**TASK DIRECTIONS**. Only those lines running from the line that contains "Locate every instance of the soldier's shaved" through the end of the material are to be written out, each exactly as shown.
>>
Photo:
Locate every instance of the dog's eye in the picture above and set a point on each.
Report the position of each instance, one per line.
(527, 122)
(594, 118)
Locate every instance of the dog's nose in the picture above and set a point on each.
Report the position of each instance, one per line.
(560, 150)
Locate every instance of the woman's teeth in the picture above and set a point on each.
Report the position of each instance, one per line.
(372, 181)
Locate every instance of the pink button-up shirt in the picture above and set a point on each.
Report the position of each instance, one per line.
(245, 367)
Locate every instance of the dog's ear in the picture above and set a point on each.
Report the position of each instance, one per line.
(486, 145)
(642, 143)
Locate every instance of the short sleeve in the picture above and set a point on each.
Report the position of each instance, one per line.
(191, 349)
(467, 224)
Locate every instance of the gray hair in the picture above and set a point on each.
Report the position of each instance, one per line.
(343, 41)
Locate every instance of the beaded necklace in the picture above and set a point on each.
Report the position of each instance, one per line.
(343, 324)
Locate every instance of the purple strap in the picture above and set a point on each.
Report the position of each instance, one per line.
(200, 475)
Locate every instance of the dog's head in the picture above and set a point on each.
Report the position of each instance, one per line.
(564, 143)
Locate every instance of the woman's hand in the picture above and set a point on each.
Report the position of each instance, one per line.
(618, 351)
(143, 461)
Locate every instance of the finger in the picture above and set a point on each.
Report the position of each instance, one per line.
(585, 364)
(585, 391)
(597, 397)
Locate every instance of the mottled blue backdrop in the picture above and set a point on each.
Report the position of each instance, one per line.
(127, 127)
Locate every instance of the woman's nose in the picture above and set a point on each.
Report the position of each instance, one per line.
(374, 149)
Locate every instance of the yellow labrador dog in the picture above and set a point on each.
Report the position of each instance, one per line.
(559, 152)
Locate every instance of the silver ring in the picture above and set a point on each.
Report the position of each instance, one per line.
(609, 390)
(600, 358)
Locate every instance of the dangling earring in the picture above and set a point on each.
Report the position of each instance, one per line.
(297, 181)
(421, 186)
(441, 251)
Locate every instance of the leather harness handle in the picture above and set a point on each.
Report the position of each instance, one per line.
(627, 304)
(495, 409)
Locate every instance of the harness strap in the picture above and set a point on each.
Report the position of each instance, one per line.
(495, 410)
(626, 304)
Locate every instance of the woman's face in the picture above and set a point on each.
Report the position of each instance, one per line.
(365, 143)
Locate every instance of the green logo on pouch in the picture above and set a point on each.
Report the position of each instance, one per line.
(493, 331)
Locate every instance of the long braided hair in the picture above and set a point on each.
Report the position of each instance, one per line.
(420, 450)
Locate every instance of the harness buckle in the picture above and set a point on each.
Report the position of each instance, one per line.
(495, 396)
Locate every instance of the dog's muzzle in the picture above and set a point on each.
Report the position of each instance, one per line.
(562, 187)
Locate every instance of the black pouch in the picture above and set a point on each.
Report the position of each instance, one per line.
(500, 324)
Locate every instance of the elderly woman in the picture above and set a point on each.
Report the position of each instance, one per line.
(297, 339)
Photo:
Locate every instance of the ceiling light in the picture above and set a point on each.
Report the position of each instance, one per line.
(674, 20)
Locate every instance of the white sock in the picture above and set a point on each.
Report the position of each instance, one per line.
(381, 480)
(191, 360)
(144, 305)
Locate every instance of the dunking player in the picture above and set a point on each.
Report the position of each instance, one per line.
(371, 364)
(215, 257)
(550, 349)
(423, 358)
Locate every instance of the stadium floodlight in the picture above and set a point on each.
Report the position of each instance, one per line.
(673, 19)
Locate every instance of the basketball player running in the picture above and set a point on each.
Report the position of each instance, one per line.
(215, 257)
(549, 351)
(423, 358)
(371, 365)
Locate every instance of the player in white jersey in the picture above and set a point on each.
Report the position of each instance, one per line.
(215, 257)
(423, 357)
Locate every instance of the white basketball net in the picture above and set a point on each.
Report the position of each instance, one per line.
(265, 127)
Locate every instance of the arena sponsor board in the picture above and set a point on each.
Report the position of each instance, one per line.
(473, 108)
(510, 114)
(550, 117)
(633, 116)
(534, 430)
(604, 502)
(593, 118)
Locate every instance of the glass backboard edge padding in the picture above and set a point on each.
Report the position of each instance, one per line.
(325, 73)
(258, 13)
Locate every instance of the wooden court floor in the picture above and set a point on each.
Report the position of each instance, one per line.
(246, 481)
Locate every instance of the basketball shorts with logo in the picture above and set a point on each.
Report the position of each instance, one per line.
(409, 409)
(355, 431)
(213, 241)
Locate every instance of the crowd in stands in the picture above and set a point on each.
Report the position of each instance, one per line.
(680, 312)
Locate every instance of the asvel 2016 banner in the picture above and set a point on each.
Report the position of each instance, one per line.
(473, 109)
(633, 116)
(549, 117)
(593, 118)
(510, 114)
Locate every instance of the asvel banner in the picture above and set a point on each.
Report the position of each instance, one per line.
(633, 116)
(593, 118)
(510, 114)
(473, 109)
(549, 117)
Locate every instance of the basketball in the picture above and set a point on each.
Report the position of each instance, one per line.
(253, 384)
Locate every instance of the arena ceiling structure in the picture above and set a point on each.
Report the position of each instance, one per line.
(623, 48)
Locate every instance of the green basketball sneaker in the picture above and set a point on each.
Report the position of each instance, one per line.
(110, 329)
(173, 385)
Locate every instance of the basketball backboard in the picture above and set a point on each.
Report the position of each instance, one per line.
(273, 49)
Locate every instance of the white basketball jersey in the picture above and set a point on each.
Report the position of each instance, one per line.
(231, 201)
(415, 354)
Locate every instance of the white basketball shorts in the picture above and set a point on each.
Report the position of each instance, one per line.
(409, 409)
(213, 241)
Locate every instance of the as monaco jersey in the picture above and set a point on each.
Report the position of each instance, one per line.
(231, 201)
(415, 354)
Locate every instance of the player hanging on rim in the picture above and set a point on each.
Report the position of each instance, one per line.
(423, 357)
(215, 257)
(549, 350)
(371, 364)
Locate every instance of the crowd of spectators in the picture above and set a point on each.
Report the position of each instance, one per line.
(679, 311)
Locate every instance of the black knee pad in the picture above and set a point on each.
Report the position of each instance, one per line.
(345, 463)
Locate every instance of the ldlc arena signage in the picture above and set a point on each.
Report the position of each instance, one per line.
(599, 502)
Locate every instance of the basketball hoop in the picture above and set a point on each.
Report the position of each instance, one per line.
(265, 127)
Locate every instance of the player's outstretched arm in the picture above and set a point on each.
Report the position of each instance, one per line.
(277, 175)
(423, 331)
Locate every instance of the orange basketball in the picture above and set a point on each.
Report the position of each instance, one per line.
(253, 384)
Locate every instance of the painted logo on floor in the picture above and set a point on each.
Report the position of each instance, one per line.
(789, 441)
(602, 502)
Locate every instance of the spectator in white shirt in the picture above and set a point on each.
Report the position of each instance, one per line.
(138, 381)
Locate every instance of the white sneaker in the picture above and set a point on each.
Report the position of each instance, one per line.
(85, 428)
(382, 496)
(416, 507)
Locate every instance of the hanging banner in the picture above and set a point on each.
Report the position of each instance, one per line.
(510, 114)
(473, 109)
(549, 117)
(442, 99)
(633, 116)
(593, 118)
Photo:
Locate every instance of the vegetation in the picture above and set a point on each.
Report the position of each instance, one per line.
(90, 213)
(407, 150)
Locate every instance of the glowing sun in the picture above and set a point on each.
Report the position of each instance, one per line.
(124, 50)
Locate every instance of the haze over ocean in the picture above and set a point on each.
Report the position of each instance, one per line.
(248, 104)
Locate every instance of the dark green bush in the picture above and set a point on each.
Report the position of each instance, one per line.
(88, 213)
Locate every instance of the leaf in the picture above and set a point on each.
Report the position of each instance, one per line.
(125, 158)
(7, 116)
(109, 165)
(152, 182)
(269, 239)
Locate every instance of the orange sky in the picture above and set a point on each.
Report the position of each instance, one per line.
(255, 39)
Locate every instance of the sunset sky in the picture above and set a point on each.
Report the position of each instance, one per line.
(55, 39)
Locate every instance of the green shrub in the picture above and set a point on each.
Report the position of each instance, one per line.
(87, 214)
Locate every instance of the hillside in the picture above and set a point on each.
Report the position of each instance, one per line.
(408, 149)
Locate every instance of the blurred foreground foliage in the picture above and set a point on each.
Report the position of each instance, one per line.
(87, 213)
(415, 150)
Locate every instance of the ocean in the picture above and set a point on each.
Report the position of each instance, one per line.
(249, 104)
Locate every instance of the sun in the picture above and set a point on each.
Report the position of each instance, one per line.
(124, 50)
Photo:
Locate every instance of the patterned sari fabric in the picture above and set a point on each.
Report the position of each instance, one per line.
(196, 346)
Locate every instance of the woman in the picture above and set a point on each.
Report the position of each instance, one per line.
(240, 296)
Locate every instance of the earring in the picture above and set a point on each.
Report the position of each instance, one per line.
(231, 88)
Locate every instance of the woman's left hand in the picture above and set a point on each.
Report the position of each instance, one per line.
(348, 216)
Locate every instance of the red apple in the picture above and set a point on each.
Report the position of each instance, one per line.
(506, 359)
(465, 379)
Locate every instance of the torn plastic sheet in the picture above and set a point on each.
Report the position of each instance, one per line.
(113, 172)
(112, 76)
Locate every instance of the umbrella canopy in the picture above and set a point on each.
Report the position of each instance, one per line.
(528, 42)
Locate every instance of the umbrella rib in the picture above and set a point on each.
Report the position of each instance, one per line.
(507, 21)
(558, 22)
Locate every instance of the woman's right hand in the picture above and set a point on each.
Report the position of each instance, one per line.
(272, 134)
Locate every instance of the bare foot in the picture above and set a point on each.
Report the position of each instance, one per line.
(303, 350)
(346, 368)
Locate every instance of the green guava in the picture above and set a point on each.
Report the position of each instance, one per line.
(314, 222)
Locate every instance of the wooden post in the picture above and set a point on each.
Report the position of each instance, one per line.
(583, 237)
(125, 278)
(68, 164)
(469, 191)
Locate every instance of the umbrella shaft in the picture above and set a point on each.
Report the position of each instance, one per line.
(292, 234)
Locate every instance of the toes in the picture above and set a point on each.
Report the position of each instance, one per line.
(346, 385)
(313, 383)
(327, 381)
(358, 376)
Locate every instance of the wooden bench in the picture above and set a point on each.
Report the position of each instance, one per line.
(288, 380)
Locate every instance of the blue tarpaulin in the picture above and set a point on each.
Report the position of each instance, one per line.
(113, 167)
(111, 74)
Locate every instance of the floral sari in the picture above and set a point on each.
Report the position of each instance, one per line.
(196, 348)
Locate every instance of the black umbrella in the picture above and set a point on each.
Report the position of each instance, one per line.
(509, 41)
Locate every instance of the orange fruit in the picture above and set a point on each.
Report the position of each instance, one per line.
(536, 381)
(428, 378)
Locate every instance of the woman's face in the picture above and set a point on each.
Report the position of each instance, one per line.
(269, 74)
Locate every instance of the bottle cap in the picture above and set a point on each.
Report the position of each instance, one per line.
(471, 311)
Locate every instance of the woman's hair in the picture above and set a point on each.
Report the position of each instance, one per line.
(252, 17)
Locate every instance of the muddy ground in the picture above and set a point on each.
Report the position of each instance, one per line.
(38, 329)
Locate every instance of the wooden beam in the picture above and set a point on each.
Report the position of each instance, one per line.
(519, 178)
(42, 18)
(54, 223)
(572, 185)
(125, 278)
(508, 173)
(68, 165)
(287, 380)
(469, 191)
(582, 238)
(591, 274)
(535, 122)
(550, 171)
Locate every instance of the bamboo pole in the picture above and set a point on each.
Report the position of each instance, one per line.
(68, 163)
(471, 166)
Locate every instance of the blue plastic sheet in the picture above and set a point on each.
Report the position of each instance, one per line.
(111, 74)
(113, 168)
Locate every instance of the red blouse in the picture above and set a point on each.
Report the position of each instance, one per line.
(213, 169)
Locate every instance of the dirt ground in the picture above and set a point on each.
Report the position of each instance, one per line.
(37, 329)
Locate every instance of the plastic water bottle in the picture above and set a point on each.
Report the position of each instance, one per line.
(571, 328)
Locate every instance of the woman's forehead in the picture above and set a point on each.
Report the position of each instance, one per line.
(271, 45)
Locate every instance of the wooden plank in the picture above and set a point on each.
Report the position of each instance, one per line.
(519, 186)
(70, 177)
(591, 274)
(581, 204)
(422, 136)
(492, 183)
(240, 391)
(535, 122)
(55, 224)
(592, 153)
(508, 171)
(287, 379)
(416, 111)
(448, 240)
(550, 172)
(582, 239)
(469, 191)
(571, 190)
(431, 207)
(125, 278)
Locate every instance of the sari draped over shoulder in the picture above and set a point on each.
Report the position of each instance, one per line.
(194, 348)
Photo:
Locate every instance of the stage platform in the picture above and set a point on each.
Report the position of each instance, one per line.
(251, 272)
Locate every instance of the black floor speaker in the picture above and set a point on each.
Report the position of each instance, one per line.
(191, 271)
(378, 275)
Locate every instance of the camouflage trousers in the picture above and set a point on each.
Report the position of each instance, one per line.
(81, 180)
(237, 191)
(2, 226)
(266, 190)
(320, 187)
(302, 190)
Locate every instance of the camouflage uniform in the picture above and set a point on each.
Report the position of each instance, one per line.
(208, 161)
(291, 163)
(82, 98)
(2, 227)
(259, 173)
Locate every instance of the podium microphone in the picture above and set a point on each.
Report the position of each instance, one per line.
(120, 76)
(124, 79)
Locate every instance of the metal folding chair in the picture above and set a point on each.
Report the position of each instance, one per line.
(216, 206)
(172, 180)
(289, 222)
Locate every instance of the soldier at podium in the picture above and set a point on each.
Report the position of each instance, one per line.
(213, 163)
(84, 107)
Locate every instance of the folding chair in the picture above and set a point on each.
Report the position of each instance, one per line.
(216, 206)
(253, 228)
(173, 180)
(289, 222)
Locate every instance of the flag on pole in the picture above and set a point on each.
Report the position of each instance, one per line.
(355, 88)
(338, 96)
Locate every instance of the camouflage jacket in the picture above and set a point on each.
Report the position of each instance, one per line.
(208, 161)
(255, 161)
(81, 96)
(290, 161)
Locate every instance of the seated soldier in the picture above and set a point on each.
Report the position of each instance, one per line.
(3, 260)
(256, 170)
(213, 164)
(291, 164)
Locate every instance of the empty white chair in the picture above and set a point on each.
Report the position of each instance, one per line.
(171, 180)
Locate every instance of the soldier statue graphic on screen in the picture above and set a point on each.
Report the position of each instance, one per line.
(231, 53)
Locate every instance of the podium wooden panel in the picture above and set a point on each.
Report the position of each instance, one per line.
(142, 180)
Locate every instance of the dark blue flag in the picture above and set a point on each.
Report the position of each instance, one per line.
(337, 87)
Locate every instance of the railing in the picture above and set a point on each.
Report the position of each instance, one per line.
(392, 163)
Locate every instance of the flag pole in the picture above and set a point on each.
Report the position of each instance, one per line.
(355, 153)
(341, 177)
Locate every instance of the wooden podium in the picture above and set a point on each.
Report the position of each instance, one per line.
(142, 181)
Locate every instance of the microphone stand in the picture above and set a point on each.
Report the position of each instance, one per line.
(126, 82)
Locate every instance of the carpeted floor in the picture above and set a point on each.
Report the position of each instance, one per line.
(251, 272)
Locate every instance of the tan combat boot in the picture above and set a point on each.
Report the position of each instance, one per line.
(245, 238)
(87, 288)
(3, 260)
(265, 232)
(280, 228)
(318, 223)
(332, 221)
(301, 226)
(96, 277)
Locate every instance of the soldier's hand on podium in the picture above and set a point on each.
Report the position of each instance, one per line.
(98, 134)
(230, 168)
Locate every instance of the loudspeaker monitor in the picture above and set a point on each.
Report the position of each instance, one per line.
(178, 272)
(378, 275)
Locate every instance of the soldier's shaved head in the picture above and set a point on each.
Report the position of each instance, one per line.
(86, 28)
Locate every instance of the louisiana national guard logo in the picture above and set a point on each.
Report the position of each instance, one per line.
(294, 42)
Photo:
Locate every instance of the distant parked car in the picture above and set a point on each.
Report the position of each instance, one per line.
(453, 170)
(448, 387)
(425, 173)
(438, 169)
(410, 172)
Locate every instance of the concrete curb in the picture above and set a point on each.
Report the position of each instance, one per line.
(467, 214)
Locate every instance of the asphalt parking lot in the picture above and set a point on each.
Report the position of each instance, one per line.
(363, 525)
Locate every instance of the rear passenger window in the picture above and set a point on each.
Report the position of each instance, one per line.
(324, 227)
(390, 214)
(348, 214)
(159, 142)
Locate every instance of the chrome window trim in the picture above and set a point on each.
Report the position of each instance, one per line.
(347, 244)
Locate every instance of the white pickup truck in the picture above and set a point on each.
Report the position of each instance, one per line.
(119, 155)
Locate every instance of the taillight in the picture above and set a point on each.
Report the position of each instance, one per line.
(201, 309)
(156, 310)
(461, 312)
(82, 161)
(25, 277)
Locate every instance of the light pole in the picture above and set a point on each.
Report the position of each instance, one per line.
<<
**WORKED ANSWER**.
Locate every instance of the soldier's shaved head in the picture above and set a point on each.
Report the position of each instance, one per line.
(86, 28)
Locate every instance of the louisiana national guard logo in the picture above and set a point on each.
Report the position of each instance, one per line.
(294, 42)
Photo:
Locate every instance of the distant parked car in the picture above and set a point on each.
Report the position of each instance, one per line.
(453, 170)
(448, 387)
(425, 173)
(438, 169)
(410, 172)
Locate every instance of the concrete curb in the picture above and set a point on each.
Report the position of each instance, one per line.
(467, 214)
Locate every instance of the asphalt parking lot in the picture above and set a point on each.
Report the position of each instance, one per line.
(363, 525)
Locate every instance of the rear passenger window in the picture above and set a point on each.
Report the position of each instance, one per line.
(324, 227)
(390, 214)
(348, 214)
(159, 142)
Locate every instance of the chrome window trim in the picture above and set a point on each.
Report the position of each instance, one per line.
(347, 244)
Locate every instance of the white pickup truck in the picture above and set a point on each.
Report the position of each instance, one per line.
(119, 155)
Locate every instance of the taillight in the picture above and set a point on each.
Report the position of each instance, one per line.
(201, 309)
(156, 310)
(461, 312)
(82, 161)
(25, 277)
Locate every instance of the light pole in the picture above and set a point on each.
Report the position of each instance, one per line.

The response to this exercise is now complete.